* PROMPT A
In the article about Leon Boyd, what did he celebrate on Sunday?
* PROMPT B
Write out the part of the article about Leon Boyd between "On Saturday, he" and "global baseball supremacy.", inclusive.

* EXCERPTED PASSAGE

* * * *

Leon Boyd celebrates. Photograph by Reuters.
By Tom Hawthorn
Special to The Globe and Mail
March 11, 2009
It has been quite a week for Leon Boyd.
On Saturday, he threw the final pitch in one of the greatest upsets in baseball history.
On Sunday, he celebrated his first wedding anniversary.
On Monday, he threw a fat pitch over the middle of the plate. The ball was smacked into the outfield, Puerto Rican runners raced around the bases and thousands of jubilant, delirious fanaticos in the grandstands at San Juan erupted for a drum-beating, whistle-blowing, flag-waving celebration.
On the mound, Mr. Boyd, 25, tugs his orange cap low as to almost cover his eyes. He wears the black shirt of the national baseball team of the Netherlands, which is an accomplishment for a kid born in Vancouver and raised in White Rock.
By Tuesday morning, he was the last Canadian playing in the World Baseball Classic, a seven-city, 16-nation showdown to determine global baseball supremacy.

* * * *

* DATASET CONTENT
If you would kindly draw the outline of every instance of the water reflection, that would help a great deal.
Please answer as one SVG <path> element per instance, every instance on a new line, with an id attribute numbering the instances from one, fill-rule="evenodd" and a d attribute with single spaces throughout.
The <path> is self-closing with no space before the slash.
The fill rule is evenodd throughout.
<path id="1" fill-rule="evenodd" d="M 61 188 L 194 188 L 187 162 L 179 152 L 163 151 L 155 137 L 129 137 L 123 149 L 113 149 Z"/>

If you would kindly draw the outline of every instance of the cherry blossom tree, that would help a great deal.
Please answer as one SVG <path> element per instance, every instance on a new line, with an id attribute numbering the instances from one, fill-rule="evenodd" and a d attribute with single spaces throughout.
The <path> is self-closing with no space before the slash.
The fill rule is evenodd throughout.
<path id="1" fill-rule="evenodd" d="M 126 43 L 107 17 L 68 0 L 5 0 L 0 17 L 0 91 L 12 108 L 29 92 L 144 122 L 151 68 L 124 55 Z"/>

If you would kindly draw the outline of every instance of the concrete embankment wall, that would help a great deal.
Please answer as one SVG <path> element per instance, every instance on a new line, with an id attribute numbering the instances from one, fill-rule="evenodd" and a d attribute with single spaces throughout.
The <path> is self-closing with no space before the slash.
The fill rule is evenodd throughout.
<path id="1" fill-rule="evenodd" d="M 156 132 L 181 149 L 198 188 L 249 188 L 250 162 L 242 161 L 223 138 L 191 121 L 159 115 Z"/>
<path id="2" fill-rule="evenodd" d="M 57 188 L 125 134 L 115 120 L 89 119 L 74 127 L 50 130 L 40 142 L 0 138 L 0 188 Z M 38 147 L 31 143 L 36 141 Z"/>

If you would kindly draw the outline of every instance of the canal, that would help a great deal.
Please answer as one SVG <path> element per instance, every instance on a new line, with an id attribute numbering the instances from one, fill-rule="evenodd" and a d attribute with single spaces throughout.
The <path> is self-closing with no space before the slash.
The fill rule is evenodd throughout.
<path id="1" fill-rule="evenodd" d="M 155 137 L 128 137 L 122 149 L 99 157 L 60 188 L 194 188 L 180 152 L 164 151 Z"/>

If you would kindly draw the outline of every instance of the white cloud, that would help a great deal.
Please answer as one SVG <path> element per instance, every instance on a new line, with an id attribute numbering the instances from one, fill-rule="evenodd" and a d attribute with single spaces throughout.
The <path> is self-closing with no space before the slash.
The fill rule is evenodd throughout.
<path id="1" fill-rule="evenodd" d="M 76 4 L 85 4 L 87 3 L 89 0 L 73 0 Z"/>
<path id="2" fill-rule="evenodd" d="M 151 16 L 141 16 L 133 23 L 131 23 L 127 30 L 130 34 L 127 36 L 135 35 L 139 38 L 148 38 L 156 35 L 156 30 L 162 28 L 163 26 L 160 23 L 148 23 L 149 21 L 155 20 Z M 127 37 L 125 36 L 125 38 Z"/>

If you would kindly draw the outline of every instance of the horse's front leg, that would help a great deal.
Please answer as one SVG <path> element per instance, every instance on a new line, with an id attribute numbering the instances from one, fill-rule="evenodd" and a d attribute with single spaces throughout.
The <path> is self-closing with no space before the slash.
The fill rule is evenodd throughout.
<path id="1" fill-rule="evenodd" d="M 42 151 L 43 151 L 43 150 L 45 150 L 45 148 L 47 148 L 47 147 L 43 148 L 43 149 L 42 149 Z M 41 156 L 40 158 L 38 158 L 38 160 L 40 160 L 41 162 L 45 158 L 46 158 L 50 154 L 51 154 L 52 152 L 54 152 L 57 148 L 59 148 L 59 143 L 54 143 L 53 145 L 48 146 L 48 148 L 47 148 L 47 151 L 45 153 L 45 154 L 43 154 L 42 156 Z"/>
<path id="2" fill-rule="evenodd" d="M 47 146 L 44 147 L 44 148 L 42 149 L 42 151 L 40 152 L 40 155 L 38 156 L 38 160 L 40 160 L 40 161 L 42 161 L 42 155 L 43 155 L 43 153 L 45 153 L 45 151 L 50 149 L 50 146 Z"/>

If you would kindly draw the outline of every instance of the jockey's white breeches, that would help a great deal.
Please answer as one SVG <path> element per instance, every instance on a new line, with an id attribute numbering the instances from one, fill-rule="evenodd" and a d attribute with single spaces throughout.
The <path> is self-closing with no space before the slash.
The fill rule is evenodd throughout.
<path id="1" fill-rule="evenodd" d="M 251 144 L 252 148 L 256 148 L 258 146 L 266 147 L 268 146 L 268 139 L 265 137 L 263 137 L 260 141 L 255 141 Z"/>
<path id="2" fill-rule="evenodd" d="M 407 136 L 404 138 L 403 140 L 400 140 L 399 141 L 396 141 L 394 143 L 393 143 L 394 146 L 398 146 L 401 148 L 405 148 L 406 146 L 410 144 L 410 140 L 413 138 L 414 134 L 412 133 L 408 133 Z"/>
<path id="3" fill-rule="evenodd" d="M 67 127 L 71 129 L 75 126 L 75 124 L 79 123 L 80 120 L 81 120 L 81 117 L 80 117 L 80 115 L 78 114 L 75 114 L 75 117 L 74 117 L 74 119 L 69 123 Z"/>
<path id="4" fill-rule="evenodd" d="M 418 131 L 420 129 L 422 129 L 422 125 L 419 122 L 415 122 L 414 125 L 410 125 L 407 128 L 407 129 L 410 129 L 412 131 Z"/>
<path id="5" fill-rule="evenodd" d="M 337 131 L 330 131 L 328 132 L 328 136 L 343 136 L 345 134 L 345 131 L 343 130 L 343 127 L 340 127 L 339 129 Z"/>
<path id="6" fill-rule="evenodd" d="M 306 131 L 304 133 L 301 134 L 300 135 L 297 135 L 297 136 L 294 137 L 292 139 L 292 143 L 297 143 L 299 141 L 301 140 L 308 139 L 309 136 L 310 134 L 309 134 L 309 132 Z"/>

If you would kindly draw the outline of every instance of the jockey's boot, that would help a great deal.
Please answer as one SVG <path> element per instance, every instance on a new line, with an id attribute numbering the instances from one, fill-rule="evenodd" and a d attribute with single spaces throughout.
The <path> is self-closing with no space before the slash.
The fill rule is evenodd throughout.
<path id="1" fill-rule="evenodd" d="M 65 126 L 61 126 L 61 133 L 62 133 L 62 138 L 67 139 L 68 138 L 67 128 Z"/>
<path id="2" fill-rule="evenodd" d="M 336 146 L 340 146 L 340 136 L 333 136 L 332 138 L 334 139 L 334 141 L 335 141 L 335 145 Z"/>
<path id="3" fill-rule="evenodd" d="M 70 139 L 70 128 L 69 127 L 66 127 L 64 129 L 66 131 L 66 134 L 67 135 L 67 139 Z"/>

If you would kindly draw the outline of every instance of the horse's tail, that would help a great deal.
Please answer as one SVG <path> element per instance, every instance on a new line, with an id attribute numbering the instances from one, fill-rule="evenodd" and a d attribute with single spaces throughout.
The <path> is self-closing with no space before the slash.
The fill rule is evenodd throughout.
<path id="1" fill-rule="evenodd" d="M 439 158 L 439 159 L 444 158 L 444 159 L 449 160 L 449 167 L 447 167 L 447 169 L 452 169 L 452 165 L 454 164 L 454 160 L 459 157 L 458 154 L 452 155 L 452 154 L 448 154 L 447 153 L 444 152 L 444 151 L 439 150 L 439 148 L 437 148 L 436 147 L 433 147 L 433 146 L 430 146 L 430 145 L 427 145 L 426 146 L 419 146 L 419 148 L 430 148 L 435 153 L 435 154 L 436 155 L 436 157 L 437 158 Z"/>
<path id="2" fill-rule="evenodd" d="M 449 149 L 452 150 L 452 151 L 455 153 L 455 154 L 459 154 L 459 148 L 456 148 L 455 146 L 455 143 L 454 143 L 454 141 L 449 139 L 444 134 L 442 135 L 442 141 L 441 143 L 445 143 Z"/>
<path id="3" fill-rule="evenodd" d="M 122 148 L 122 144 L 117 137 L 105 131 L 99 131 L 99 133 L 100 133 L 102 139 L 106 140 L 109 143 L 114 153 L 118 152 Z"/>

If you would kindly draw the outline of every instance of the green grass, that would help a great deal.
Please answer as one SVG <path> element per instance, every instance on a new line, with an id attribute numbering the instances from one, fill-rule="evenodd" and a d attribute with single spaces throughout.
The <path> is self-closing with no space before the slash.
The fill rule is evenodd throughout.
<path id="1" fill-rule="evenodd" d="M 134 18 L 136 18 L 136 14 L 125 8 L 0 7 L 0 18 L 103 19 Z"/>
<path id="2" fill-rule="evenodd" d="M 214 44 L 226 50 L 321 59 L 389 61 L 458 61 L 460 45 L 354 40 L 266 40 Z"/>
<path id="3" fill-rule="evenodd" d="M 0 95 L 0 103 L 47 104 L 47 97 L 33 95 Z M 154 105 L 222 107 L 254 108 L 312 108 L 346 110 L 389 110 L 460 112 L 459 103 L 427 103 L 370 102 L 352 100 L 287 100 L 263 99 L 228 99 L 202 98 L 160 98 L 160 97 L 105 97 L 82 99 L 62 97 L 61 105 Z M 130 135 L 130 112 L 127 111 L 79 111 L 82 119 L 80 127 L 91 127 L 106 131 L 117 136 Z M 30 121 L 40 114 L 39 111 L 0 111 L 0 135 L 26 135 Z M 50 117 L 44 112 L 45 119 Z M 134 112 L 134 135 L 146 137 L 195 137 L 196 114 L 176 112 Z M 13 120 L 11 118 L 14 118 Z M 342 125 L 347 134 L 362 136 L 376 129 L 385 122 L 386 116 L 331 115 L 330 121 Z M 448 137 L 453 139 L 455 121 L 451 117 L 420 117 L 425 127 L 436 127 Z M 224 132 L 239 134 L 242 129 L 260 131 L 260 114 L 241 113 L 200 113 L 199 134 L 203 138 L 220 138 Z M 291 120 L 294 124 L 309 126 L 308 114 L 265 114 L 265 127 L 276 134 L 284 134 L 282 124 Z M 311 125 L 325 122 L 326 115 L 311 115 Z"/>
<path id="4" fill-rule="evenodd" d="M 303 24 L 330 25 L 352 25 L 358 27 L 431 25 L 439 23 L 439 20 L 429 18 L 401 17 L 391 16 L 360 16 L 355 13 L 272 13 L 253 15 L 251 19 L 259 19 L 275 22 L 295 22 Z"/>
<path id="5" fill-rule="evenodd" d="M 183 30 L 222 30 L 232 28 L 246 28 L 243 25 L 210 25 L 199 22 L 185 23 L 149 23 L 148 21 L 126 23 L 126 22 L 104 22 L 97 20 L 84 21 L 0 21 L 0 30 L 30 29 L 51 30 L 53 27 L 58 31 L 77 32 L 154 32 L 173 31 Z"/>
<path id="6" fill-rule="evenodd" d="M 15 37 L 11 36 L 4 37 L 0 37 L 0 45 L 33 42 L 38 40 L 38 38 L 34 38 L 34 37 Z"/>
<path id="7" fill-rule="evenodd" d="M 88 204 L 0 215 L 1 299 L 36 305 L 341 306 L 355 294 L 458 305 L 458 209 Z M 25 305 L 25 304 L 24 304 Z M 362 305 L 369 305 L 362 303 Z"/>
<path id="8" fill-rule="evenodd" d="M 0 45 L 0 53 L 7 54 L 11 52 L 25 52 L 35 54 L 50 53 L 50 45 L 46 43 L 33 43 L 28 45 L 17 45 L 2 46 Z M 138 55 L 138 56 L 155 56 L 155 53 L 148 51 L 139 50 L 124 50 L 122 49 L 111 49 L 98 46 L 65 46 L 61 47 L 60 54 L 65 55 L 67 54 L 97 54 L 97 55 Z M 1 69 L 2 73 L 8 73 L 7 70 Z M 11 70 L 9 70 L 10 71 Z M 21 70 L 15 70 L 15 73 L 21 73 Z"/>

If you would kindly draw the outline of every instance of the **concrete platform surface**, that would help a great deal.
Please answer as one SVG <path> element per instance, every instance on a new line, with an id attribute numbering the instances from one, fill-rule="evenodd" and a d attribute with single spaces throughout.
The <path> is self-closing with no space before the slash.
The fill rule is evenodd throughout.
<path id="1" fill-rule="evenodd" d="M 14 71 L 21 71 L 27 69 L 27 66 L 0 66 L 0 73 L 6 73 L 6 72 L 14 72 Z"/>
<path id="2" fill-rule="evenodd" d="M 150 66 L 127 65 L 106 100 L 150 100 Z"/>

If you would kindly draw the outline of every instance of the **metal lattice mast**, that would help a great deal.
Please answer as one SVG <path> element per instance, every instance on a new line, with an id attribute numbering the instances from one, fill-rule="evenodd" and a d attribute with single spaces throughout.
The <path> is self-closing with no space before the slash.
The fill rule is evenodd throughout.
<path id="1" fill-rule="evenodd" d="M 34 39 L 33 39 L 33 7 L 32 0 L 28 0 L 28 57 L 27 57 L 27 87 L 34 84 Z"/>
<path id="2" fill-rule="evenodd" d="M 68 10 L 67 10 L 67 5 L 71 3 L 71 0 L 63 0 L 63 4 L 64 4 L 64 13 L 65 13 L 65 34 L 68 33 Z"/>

* * * *

* COMPLETE ANSWER A
His first wedding anniversary.

* COMPLETE ANSWER B
On Saturday, he threw the final pitch in one of the greatest upsets in baseball history.
On Sunday, he celebrated his first wedding anniversary.
On Monday, he threw a fat pitch over the middle of the plate. The ball was smacked into the outfield, Puerto Rican runners raced around the bases and thousands of jubilant, delirious fanaticos in the grandstands at San Juan erupted for a drum-beating, whistle-blowing, flag-waving celebration.
On the mound, Mr. Boyd, 25, tugs his orange cap low as to almost cover his eyes. He wears the black shirt of the national baseball team of the Netherlands, which is an accomplishment for a kid born in Vancouver and raised in White Rock.
By Tuesday morning, he was the last Canadian playing in the World Baseball Classic, a seven-city, 16-nation showdown to determine global baseball supremacy.